> [Supplied text]
○ ○ ○
Friday, March 16, 2012

"Who Do You Think You Are?": Jerome Bettis

Like how I'm waiting a whole week to post about these episodes? Way to stay current...

I actually don't have that many thoughts about this episode of WDYTYA. Two things in particular struck me, one good and one bad: when Jerome Bettis discovered his great-grandfather had abandoned his wife and young children, and that's why his grandfather didn't know much about him or never really talked about him, it was a little heartbreaking. It started out like Kim Cattrall's search for her grandfather, which didn't have a happy ending. But then Bettis searched for his great-grandfather's early history and discovered that he had pressed charges against his (white) boss in the Jim Crow south and brought him to court and - poof! - like magic, the guy was no longer a scoundrel, he was a hero. That disturbed me a little, that Bettis so quickly and easily forgot or chose to ignore that this man, while yes, was brave in standing up for himself in his youth, grew up to be a man who completely abandoned his family. Bettis kept saying how proud he was of him and that kind of bothered me.
○ ○ ○
> [Stored data]
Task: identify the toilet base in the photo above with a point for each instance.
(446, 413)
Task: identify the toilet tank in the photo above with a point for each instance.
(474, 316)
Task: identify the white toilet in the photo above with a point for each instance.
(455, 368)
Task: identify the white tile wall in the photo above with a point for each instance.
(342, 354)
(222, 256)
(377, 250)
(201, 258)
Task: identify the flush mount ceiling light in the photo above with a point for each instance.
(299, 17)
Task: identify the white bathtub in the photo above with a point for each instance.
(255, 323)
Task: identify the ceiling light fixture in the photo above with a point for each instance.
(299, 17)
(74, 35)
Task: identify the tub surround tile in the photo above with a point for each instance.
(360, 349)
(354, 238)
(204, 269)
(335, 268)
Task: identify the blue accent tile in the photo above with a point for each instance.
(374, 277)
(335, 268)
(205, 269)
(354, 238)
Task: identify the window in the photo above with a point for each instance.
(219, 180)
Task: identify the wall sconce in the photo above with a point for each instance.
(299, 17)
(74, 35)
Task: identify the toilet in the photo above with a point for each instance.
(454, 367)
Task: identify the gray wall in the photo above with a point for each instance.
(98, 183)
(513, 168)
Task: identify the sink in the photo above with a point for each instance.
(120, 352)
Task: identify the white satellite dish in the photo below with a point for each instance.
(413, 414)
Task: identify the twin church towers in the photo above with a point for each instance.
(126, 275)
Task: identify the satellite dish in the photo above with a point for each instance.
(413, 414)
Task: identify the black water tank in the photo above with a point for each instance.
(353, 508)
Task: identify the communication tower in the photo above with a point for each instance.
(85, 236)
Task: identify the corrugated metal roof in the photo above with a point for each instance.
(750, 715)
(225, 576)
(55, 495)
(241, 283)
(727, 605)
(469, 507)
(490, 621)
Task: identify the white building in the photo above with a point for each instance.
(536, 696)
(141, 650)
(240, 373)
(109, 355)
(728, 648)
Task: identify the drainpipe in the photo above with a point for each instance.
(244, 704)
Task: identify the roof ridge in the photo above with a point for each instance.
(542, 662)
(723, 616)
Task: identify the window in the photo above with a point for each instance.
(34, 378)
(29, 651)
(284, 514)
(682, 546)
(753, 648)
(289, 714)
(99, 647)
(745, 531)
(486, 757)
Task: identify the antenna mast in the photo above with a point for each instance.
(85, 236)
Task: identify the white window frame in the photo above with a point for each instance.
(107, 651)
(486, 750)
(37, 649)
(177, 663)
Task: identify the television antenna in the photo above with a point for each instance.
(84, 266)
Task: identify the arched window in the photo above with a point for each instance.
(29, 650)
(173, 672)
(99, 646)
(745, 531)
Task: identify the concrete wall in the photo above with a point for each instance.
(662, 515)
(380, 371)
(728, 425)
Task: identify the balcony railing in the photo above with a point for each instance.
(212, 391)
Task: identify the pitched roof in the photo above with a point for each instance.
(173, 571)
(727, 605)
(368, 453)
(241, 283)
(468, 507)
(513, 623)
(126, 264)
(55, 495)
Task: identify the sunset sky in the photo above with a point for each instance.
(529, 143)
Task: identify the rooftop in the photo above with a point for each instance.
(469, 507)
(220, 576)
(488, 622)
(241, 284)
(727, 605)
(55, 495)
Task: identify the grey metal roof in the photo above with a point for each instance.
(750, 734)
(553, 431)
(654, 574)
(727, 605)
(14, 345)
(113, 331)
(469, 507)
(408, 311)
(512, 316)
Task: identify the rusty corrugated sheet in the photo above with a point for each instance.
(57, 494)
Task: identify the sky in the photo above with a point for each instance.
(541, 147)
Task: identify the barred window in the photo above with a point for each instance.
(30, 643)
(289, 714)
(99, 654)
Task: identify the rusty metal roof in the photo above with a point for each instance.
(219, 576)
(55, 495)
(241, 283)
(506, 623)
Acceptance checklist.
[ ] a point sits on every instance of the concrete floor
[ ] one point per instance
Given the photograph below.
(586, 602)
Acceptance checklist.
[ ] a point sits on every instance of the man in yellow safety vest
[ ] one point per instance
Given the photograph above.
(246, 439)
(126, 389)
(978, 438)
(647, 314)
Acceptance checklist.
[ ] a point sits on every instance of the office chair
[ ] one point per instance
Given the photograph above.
○ ○ ○
> [Set exercise 1]
Answer these about the blog post about Jerome Bettis:
(a) On what date was the post published?
(b) Whose search for her grandfather did the episode start out like?
(c) Whom did Bettis's great-grandfather press charges against?
> [Set exercise 2]
Go on with the blog post about Jerome Bettis, picking up after its last sentence.
The data comes from another source and has nothing to do with the blog post about Jerome Bettis.

> [Exercise output 1]
(a) Friday, March 16, 2012
(b) Kim Cattrall's
(c) His white boss, in the Jim Crow south

> [Exercise output 2]
What didn't bother me was his great-grandfather's father's story of not only taking a giant railroad company to court for injuries he incurred on their property, but for the case going in his favor, despite the all-white jury. That was impressive - that he had the courage to embrace that David and Goliath fight, but also that he got a fair trial. Yes, there was a lot of racism and hate and segregation and ignorance and all that jazz, but people forget (like Bettis seemed to) that there were also a lot of people who believed in equality, and even if they didn't necessarily believe in equality, they believed in fairness and justice.

Anyway, this episode kind of made me realize that while the original series has been broadcasting in the UK for years, that after awhile, the episodes start to feel repetitive. Unless it's a celebrity you're particularly interested in or like, or there's a real unique angle, the nuts and bolts of everyone's family story are the same. Although I guess you don't really know what surprises or unique angles you're going to find until you already start looking.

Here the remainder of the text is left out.